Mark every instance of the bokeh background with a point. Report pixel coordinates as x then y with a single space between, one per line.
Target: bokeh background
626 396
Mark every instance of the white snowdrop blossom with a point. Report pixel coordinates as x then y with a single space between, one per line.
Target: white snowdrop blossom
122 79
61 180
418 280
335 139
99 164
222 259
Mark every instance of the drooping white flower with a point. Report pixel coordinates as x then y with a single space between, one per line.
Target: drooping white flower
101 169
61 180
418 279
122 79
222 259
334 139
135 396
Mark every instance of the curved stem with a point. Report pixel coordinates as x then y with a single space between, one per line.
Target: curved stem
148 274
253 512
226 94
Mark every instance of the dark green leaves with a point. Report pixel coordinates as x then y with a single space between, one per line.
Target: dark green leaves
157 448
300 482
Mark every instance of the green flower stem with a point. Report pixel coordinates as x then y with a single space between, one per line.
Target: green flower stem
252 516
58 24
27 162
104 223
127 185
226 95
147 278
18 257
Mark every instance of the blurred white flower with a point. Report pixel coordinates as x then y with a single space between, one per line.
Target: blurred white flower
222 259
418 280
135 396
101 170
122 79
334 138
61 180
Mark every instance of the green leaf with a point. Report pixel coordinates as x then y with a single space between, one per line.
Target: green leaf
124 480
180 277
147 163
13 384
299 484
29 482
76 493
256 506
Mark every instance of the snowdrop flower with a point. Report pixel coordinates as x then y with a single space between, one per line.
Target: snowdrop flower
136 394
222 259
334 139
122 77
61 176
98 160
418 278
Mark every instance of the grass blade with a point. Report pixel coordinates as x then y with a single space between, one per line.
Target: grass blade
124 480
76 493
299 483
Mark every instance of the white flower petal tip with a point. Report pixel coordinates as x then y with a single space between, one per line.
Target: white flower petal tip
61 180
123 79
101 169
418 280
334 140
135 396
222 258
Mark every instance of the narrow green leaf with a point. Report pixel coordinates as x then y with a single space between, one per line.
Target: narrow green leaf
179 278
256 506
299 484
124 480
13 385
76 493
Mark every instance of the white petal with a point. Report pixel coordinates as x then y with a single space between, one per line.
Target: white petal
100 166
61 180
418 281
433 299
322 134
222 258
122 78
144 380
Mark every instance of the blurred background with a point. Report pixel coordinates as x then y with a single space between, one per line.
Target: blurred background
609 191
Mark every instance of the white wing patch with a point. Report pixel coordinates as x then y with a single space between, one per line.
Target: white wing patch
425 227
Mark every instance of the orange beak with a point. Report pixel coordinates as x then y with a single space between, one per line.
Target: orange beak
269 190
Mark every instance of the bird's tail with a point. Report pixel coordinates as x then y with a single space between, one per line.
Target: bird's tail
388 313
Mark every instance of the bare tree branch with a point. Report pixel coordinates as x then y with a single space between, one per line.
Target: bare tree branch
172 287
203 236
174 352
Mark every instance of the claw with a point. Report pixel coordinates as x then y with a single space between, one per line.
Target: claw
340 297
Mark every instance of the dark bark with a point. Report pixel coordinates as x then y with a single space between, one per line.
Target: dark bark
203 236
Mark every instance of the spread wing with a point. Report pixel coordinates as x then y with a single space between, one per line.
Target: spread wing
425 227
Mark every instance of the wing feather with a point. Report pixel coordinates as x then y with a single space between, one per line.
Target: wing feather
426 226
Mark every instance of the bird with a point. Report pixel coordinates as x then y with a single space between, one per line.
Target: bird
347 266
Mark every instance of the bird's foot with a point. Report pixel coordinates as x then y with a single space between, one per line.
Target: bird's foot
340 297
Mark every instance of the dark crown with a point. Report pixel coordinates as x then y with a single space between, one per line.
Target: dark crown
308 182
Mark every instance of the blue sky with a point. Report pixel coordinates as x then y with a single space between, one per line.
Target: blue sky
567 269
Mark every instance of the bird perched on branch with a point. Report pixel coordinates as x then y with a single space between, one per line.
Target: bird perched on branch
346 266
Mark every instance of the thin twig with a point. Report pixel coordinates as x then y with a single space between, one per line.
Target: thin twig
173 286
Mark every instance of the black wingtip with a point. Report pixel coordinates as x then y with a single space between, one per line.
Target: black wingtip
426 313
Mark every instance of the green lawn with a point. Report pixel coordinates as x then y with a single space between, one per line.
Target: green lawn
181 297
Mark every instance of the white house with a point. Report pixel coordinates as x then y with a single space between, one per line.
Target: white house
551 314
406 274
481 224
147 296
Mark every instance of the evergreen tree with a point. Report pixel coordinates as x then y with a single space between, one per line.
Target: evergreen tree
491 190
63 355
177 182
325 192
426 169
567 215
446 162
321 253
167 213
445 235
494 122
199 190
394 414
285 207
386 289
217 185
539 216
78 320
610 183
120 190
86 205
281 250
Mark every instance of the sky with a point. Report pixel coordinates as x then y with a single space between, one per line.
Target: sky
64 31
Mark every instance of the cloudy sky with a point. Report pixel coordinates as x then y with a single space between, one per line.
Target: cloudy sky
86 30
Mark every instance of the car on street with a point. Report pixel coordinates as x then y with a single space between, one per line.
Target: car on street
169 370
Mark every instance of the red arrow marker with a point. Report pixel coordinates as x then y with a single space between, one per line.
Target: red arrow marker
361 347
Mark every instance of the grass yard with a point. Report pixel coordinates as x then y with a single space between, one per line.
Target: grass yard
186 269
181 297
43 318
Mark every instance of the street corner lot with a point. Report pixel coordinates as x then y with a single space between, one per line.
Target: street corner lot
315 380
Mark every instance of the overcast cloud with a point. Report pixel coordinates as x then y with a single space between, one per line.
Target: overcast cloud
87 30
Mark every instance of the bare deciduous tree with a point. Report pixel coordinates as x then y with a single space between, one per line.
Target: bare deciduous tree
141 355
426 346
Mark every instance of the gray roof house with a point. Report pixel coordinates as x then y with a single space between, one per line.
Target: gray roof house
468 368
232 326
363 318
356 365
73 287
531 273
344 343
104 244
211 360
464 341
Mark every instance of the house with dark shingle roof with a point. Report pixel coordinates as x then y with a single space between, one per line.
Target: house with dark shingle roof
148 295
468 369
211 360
══════════
→ **WHAT IS EXPECTED**: Print every entry exactly as it appears.

→ **TASK ANSWER**:
Mark every instance of the bokeh background with a point. Report pixel coordinates as x then y with a single space between, one per line.
Target: bokeh background
626 396
Mark every instance of the white snowdrop blossom with a point. Report pixel coordinates as x then y with a single space between, one per line.
Target: white snowdrop blossom
122 79
61 180
418 280
335 139
99 164
222 259
Mark every instance of the drooping white flower with a point. Report pixel coordinates as x then y with a single space between, one per line.
Target: drooping white flower
101 169
61 180
418 279
122 79
222 259
334 139
135 396
Mark every instance of the curved stem with a point. Report pixel coordinates as x then y with a single space between, one per line.
Target: curved stem
148 274
253 512
226 94
Mark every instance of the dark green leaves with a point. Report pixel coordinates as x then y with a single space between, one per line.
Target: dark green leaves
157 448
300 482
Mark every instance of the green flower stem with a point. Report pixel coordinates as x then y with a single space between, one per line.
Target: green flower stem
252 516
58 24
27 162
104 223
127 185
226 95
147 278
18 257
Mark every instance of the blurred white flower with a point. Report pixel coordinates as x then y with a single space between, one per line.
Target: blurred white flower
222 259
418 280
135 396
101 170
122 79
334 138
61 180
Mark every instance of the green leaf with a point. Report pixel coordinates as x then y with a single space between, one per line.
Target: green leaf
124 480
180 277
147 163
13 384
299 484
29 482
76 493
256 506
Mark every instance of the snowdrop flower with a point. Report pixel coordinates as x then y with a single space between, one per line.
Target: snowdrop flower
136 394
222 259
334 139
122 77
61 176
98 160
418 278
Mark every instance of the grass blade with a point. Report pixel coordinates as x then y with a single space between, one per line.
Target: grass blade
124 480
76 493
299 483
Mark every instance of the white flower petal tip with a point. Report pixel coordinates as x then y with a single space between, one per line.
Target: white flower petal tip
61 180
123 79
101 169
418 280
334 140
135 396
222 258
Mark every instance of the narrow green leaf with a point. Report pixel coordinates as x then y with a single space between, one per line.
Target: narrow green leaf
179 278
256 506
299 484
124 480
13 385
76 493
Mark every instance of the white petal with a point. Report pixel coordinates as x then y with a single space between, one per line.
Target: white petal
100 166
61 180
418 281
433 299
322 134
222 258
122 78
144 380
Mark every instance of the blurred background with a point. Report pixel coordinates as x then y with a single space between, one per line.
Target: blurred background
609 191
Mark every instance of the white wing patch with a point. Report pixel coordinates as x then y with a single space between, one per line.
Target: white wing patch
425 227
Mark every instance of the orange beak with a point. Report pixel coordinates as x then y with a single space between, one per line.
Target: orange beak
269 190
Mark every instance of the bird's tail with a point. Report pixel coordinates as x then y with a single space between, one per line.
Target: bird's tail
388 313
Mark every instance of the bare tree branch with a point. Report pixel coordinates as x then y with a single space between, one per line.
Target: bare tree branch
172 287
203 236
174 352
Mark every instance of the claw with a point. Report pixel coordinates as x then y with a single space between, one per line.
Target: claw
340 297
Mark every instance of the dark bark with a point. Report pixel coordinates as x then y with a single space between, one per line.
Target: dark bark
203 236
Mark every instance of the spread wing with a point. Report pixel coordinates as x then y with a single space between, one per line.
Target: spread wing
425 227
Mark every instance of the wing feather with a point. Report pixel coordinates as x then y with a single space between, one per line.
Target: wing feather
426 226
Mark every instance of the bird with a point. Report pixel coordinates as x then y with a single space between, one per line.
Target: bird
347 266
Mark every instance of the bird's foot with a point. Report pixel coordinates as x then y with a single space between, one per line.
Target: bird's foot
340 297
Mark every instance of the dark crown with a point. Report pixel coordinates as x then y with a single space between, one per line.
Target: dark crown
308 182
Mark every instance of the blue sky with a point. Report pixel coordinates as x then y with a single space between, one per line.
Target: blue sky
567 269
Mark every instance of the bird perched on branch with a point. Report pixel coordinates as x then y with a single space between, one per line.
Target: bird perched on branch
346 266
Mark every instance of the thin twig with a point. Report pixel coordinates as x then y with a single space between, one per line.
Target: thin twig
173 286
Mark every instance of the black wingtip with a point. Report pixel coordinates as x then y with a single space between, one per line.
Target: black wingtip
426 313
Mark every instance of the green lawn with a point. Report pixel coordinates as x then y with a single space between, one per line.
Target: green lawn
181 297
Mark every instance of the white house with a point. Report pixel coordinates as x then y with a single space between, one per line.
Target: white house
551 314
406 274
481 224
147 296
Mark every instance of the evergreen tree with a point. Report pixel coordinates as x then y with a single space between, one per line.
Target: evergreen tree
491 190
63 355
177 182
325 192
426 169
567 215
446 162
321 253
167 213
445 235
494 122
199 190
394 414
285 207
386 289
217 185
539 216
78 320
610 183
120 190
86 205
281 250
Mark every instance of the sky with a point. Report pixel coordinates as x then y with a single space between, one per line.
Target: sky
64 31
Mark every instance of the cloudy sky with a point. Report pixel coordinates as x then y with a single space between, one per line.
Target: cloudy sky
86 30
Mark every instance of the car on street with a point. Report pixel coordinates as x then y with a single space between, one per line.
Target: car on street
169 370
Mark every instance of the red arrow marker with a point. Report pixel coordinates as x then y with a single space between, one per line.
Target: red arrow marker
361 347
Mark every instance of the grass yard with a point. Report pixel coordinates as x then y with a single space between, one per line.
Target: grass yard
186 269
181 297
43 318
Mark every instance of the street corner lot with a point. Report pixel coordinates as x then y with a single space between, one per line.
Target: street corner lot
315 380
Mark every instance of the overcast cloud with a point. Report pixel coordinates as x then y with a single space between, one per line.
Target: overcast cloud
87 30
Mark every instance of the bare deciduous tree with a point. Report pixel coordinates as x then y with a single space between, one per line.
Target: bare deciduous tree
141 355
426 346
Mark every instance of the gray roof house with a point. Report pixel coordinates as x then y with a single space between, one per line.
Target: gray roof house
468 368
232 326
363 318
356 365
73 287
531 273
344 343
104 244
211 360
464 341
Mark every instance of the house with dark shingle roof with a point. Report pixel coordinates as x then y with a single space between, one per line.
Target: house with dark shingle roof
148 295
468 369
211 360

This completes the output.